DESCRIPTION OF THE TASK: Please copy every record exactly as it is written.

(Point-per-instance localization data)
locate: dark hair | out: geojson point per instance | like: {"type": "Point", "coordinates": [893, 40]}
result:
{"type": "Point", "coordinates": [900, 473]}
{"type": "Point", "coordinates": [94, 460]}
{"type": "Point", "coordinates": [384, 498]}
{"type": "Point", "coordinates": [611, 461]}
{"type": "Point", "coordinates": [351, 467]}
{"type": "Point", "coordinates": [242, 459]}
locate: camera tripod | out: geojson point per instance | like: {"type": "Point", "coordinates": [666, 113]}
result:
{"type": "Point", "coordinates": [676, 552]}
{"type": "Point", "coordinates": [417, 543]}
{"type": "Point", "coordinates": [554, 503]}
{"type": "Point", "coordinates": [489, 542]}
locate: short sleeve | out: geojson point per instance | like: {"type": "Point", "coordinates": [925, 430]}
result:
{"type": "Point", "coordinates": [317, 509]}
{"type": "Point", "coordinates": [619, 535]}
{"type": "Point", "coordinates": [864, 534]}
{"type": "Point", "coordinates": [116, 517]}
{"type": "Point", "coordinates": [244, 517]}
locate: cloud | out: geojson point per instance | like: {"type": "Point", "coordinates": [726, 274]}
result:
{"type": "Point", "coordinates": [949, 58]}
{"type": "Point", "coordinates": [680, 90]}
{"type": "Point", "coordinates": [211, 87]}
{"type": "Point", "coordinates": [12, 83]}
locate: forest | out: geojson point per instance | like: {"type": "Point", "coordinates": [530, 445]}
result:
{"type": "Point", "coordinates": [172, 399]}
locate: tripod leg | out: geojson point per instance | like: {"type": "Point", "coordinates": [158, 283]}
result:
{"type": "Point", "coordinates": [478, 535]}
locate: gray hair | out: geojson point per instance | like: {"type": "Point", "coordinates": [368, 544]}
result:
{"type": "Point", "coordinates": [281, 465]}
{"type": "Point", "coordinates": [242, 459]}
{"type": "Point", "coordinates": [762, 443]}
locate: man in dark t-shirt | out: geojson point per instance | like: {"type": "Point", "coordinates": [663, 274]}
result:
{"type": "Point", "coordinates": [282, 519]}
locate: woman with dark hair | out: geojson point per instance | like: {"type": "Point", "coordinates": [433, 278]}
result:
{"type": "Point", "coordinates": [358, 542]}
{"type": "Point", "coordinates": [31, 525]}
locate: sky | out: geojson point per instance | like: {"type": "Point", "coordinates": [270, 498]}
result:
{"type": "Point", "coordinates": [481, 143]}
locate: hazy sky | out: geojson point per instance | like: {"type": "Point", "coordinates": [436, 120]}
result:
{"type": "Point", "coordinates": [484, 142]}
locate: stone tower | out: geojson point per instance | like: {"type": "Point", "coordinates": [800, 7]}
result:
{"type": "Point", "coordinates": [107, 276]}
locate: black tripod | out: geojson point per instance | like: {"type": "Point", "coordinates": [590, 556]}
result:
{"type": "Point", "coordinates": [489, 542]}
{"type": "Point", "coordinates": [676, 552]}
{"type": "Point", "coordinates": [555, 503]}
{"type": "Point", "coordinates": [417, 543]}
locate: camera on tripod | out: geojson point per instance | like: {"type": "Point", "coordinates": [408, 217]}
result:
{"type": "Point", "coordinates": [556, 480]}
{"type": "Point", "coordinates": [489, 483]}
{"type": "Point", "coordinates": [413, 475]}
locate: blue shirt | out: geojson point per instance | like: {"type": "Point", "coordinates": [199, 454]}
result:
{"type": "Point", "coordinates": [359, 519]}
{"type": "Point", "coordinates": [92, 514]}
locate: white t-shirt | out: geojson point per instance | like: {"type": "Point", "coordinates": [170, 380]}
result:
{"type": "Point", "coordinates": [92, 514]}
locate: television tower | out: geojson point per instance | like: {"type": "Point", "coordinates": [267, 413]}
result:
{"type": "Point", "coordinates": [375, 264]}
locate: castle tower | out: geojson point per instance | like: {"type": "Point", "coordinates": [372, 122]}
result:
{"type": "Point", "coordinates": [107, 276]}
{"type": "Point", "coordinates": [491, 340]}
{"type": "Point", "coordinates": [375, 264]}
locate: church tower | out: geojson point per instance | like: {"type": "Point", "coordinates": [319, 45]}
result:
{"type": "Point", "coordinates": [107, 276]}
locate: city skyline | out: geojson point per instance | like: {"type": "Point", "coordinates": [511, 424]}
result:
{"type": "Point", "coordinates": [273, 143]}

OUTPUT:
locate: dark hair | out: geojson point per instance | like: {"type": "Point", "coordinates": [893, 40]}
result:
{"type": "Point", "coordinates": [900, 473]}
{"type": "Point", "coordinates": [94, 460]}
{"type": "Point", "coordinates": [384, 498]}
{"type": "Point", "coordinates": [611, 461]}
{"type": "Point", "coordinates": [351, 467]}
{"type": "Point", "coordinates": [242, 459]}
locate: camera tripod | out: geojson point per instance | like: {"type": "Point", "coordinates": [666, 113]}
result:
{"type": "Point", "coordinates": [676, 552]}
{"type": "Point", "coordinates": [417, 543]}
{"type": "Point", "coordinates": [554, 503]}
{"type": "Point", "coordinates": [489, 542]}
locate: short sleeve | out: geojson point per instance | like: {"type": "Point", "coordinates": [925, 430]}
result:
{"type": "Point", "coordinates": [317, 509]}
{"type": "Point", "coordinates": [619, 535]}
{"type": "Point", "coordinates": [864, 534]}
{"type": "Point", "coordinates": [116, 517]}
{"type": "Point", "coordinates": [244, 517]}
locate: cloud | out: geojson point per instance | like: {"type": "Point", "coordinates": [726, 274]}
result:
{"type": "Point", "coordinates": [949, 58]}
{"type": "Point", "coordinates": [680, 90]}
{"type": "Point", "coordinates": [211, 87]}
{"type": "Point", "coordinates": [12, 83]}
locate: forest | out: geojson point per instance | like: {"type": "Point", "coordinates": [530, 445]}
result:
{"type": "Point", "coordinates": [172, 399]}
locate: tripod leg | out: geojson point per instance | like: {"type": "Point", "coordinates": [158, 283]}
result:
{"type": "Point", "coordinates": [478, 535]}
locate: gray hair | out: geojson point per instance | like: {"type": "Point", "coordinates": [368, 544]}
result:
{"type": "Point", "coordinates": [281, 465]}
{"type": "Point", "coordinates": [242, 459]}
{"type": "Point", "coordinates": [762, 443]}
locate: man in dark t-shirt | out: geojson point per instance | like: {"type": "Point", "coordinates": [663, 274]}
result:
{"type": "Point", "coordinates": [282, 519]}
locate: woman with dark hair | out: geojson point per instance | like: {"type": "Point", "coordinates": [433, 278]}
result:
{"type": "Point", "coordinates": [358, 542]}
{"type": "Point", "coordinates": [31, 525]}
locate: sky | out: geojson point per instance | like: {"type": "Point", "coordinates": [270, 498]}
result:
{"type": "Point", "coordinates": [481, 143]}
locate: hazy sky | out: geojson point per instance | like: {"type": "Point", "coordinates": [436, 120]}
result:
{"type": "Point", "coordinates": [484, 142]}
locate: stone tower | out: geojson point per instance | like: {"type": "Point", "coordinates": [800, 7]}
result:
{"type": "Point", "coordinates": [107, 276]}
locate: black tripod | out: geojson point per instance | like: {"type": "Point", "coordinates": [590, 556]}
result:
{"type": "Point", "coordinates": [489, 542]}
{"type": "Point", "coordinates": [676, 552]}
{"type": "Point", "coordinates": [555, 503]}
{"type": "Point", "coordinates": [417, 543]}
locate: camera on tripod | out: geojson point per instance | like: {"type": "Point", "coordinates": [408, 217]}
result:
{"type": "Point", "coordinates": [556, 480]}
{"type": "Point", "coordinates": [489, 483]}
{"type": "Point", "coordinates": [413, 475]}
locate: blue shirt | out: geojson point per instance | like: {"type": "Point", "coordinates": [199, 454]}
result:
{"type": "Point", "coordinates": [359, 519]}
{"type": "Point", "coordinates": [92, 514]}
locate: white t-shirt | out: geojson point per instance | like: {"type": "Point", "coordinates": [170, 380]}
result:
{"type": "Point", "coordinates": [92, 514]}
locate: television tower | out: geojson point per instance | like: {"type": "Point", "coordinates": [267, 413]}
result:
{"type": "Point", "coordinates": [375, 264]}
locate: castle tower | out: geojson point per instance | like: {"type": "Point", "coordinates": [372, 122]}
result:
{"type": "Point", "coordinates": [107, 276]}
{"type": "Point", "coordinates": [491, 340]}
{"type": "Point", "coordinates": [375, 264]}
locate: church tower | out: geojson point per instance | like: {"type": "Point", "coordinates": [319, 45]}
result:
{"type": "Point", "coordinates": [107, 276]}
locate: city skyline | out: geojson point per instance | like: {"type": "Point", "coordinates": [511, 424]}
result:
{"type": "Point", "coordinates": [273, 143]}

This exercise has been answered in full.